Given problem ▸
List every line of the entries below that contains the word "hair", matching case exactly.

Data to use ▸
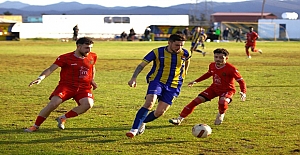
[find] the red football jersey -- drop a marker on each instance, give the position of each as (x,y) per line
(76,72)
(223,78)
(251,37)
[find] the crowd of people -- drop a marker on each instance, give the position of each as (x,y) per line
(164,81)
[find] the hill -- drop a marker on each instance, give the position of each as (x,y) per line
(276,7)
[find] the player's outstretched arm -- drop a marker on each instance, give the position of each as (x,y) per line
(44,74)
(139,68)
(190,84)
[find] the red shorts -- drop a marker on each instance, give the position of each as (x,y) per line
(67,92)
(210,93)
(250,45)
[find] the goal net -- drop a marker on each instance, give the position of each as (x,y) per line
(266,31)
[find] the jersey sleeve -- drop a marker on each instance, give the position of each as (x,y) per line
(149,57)
(60,61)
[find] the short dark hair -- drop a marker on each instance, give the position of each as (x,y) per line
(221,51)
(177,37)
(84,40)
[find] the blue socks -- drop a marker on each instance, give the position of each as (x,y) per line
(140,117)
(150,117)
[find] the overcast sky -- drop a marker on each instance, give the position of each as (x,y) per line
(125,3)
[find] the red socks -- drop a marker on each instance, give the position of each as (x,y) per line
(70,114)
(223,106)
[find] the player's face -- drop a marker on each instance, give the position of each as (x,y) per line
(220,59)
(175,47)
(85,49)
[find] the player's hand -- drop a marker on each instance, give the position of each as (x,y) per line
(37,81)
(192,83)
(132,83)
(243,96)
(94,84)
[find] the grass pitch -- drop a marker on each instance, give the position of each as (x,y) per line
(267,123)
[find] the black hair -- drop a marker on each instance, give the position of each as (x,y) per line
(221,51)
(177,37)
(84,40)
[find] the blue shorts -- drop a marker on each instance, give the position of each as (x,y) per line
(195,44)
(164,93)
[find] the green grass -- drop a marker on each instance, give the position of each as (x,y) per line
(267,123)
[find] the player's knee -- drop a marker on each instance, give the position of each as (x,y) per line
(223,104)
(159,112)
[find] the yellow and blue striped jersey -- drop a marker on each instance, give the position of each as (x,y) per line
(196,37)
(167,68)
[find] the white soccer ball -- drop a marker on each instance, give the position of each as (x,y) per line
(201,130)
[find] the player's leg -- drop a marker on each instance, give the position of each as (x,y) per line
(253,48)
(45,112)
(223,102)
(154,89)
(247,51)
(141,115)
(85,101)
(189,108)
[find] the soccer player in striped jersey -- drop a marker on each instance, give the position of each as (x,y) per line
(170,66)
(223,75)
(251,42)
(197,39)
(76,81)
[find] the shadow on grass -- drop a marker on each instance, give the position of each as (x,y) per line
(58,139)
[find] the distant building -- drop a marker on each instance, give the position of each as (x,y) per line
(240,17)
(33,19)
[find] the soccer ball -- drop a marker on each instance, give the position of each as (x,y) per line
(201,130)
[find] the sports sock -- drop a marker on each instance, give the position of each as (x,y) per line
(150,117)
(188,109)
(223,106)
(39,120)
(70,114)
(247,52)
(140,117)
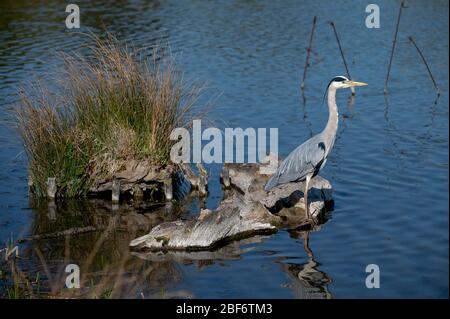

Result of the exercise ▸
[find] the short dark hair -- drop a marker on each instance, give the position of each as (x,y) per line
[find] the black hair -- drop a marker on each instance, give the position of each as (x,y) per line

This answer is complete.